If you don't see the webroot in program un-install, download and install CCleaner and see if it finds it. Click on the link in my sig area. When installing CCleaner, un-check the boxes for IE toolbar, recycle bin, etc...

Go to desktop, right-click on the CCleaner icon and run as admin. Click on Tools (left-center) and the program list comes up. See if it is there. If not, we will look elsewhere. OK??

Any other ques... just post again!

JC

.


----------



## monkeenuts2000 (Aug 8, 2008)

hi mate i cant seem to delete adware as when i try it keeps giving me errors, i have installed ccleaner too.


----------



## monkeenuts2000 (Aug 8, 2008)

i have uninstalled kasperspy and webroot spybot is the very latest version and avg is version 7, so only norton and adware left...cannot ninstall adware when it half uninstalled i coudnt connect to nternet and had to do a system restore! is this the culprit? how can i remove cccleaner doesnt work and your uninstaller cant see it? cant find norton either and not sure what product i have to use your tools??speak soon thanks


----------



## jcgriff2 (Sep 30, 2007)

Hi. . .

I don't know what the culprit is yet. It is interesting that CCleaner can't find itself for you to un-install.
◆ ◆ ◆ ◆ ◆
EXERCISES ->
a) Decide whether each statement agrees with the forum thread on uninstalling software, and answer yes or no for each, quoting the words of the thread that settle it.
(i) CCleaner is to be run as admin by right-clicking its icon on the desktop.
(ii) monkeenuts2000 reports that AVG is version 8.
(iii) jcgriff2 says the culprit has already been identified.
b) Convert the lines of the rows, starting at the first line of the rows and ending at the line that contains "[24,231,86,246]", into a JSON list of strings with one string per line. Leave out blank lines.
The forum thread and the rows have no connection to each other.

SUPPLIED RECORDS ->
◆ ◆ ◆ ◆ ◆
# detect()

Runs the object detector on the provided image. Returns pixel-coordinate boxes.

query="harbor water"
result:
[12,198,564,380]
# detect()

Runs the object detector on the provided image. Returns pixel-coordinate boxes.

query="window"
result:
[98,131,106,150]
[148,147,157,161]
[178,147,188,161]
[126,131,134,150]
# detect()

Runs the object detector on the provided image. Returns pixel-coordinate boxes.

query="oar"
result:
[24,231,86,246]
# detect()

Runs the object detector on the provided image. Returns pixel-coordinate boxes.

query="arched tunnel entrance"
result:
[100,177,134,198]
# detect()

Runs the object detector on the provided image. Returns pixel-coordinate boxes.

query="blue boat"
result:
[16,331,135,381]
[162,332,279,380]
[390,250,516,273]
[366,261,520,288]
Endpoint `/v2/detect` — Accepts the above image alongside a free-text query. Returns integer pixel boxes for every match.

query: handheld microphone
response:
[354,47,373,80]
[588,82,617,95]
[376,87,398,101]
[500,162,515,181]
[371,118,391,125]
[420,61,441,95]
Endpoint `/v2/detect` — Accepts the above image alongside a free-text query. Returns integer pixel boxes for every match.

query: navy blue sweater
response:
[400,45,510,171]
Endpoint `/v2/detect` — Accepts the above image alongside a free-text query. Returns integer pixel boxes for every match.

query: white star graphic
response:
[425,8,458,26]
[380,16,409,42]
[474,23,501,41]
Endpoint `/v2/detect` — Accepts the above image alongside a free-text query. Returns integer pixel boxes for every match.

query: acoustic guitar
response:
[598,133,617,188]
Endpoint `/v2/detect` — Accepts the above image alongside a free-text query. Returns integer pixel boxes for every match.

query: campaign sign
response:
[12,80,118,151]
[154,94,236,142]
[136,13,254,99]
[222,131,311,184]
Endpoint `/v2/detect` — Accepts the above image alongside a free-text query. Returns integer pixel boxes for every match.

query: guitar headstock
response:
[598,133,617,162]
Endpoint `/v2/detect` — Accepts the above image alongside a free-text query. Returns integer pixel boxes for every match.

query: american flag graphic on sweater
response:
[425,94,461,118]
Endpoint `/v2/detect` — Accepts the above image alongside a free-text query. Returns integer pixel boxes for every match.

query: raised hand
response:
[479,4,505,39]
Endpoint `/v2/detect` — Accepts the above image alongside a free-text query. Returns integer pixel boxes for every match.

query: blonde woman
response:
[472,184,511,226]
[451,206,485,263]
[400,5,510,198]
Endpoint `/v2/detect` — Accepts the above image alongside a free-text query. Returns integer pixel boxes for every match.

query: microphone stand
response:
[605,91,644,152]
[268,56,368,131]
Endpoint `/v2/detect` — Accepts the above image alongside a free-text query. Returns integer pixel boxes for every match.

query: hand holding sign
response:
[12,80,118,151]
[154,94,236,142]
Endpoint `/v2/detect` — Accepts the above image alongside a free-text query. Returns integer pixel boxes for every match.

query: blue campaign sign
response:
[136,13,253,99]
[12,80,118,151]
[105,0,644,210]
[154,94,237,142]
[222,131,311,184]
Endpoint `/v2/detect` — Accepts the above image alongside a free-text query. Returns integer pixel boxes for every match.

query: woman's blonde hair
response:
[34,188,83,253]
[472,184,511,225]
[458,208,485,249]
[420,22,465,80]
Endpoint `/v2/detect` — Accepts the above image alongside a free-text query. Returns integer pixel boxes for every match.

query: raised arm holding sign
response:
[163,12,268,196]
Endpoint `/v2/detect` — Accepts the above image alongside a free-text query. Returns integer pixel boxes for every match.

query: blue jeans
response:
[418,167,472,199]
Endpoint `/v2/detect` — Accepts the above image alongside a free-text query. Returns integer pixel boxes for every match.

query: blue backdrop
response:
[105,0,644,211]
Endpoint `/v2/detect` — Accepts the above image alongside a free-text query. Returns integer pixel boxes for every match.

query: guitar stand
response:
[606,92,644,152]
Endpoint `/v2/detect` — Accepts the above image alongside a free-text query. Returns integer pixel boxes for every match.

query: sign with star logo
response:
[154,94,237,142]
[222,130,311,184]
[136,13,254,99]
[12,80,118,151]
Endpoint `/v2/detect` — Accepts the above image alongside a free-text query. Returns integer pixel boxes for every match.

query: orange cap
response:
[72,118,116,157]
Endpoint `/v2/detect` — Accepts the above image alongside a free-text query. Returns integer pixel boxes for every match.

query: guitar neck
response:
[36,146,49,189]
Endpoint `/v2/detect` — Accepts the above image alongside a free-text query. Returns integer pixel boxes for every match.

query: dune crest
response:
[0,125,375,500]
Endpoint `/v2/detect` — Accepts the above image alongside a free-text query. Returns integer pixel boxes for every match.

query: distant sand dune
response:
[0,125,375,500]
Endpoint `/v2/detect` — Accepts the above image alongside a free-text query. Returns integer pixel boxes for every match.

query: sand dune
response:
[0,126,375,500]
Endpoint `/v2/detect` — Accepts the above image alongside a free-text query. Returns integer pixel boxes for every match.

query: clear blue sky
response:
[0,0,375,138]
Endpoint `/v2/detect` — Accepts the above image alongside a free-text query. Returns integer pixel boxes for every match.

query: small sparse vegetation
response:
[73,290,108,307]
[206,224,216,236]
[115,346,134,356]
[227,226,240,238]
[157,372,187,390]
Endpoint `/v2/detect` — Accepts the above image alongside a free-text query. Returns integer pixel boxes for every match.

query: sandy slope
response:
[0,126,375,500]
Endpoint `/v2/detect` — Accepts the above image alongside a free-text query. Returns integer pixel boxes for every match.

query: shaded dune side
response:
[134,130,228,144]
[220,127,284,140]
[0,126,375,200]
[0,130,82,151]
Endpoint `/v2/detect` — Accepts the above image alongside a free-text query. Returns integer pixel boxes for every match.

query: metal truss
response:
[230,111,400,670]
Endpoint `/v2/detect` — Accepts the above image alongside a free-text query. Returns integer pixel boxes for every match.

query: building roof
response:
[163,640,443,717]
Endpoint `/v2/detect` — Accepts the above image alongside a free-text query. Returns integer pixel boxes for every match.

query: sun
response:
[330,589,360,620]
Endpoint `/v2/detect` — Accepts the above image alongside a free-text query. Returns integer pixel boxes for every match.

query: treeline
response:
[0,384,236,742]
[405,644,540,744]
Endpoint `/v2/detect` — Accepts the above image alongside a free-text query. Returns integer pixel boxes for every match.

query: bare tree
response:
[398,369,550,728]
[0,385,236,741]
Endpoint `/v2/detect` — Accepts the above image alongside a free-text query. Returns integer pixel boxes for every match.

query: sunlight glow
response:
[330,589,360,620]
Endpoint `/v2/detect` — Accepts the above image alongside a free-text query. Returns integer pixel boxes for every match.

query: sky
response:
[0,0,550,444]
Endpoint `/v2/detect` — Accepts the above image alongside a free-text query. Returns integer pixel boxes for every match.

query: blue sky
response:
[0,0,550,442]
◆ ◆ ◆ ◆ ◆
FULL ANSWERS ->
a)
(i) Yes: "right-click on the CCleaner icon and run as admin"
(ii) No: "avg is version 7"
(iii) No: "I don't know what the culprit is yet."

b)
[
  "# detect()",
  "Runs the object detector on the provided image. Returns pixel-coordinate boxes.",
  "query=\"harbor water\"",
  "result:",
  "[12,198,564,380]",
  "# detect()",
  "Runs the object detector on the provided image. Returns pixel-coordinate boxes.",
  "query=\"window\"",
  "result:",
  "[98,131,106,150]",
  "[148,147,157,161]",
  "[178,147,188,161]",
  "[126,131,134,150]",
  "# detect()",
  "Runs the object detector on the provided image. Returns pixel-coordinate boxes.",
  "query=\"oar\"",
  "result:",
  "[24,231,86,246]"
]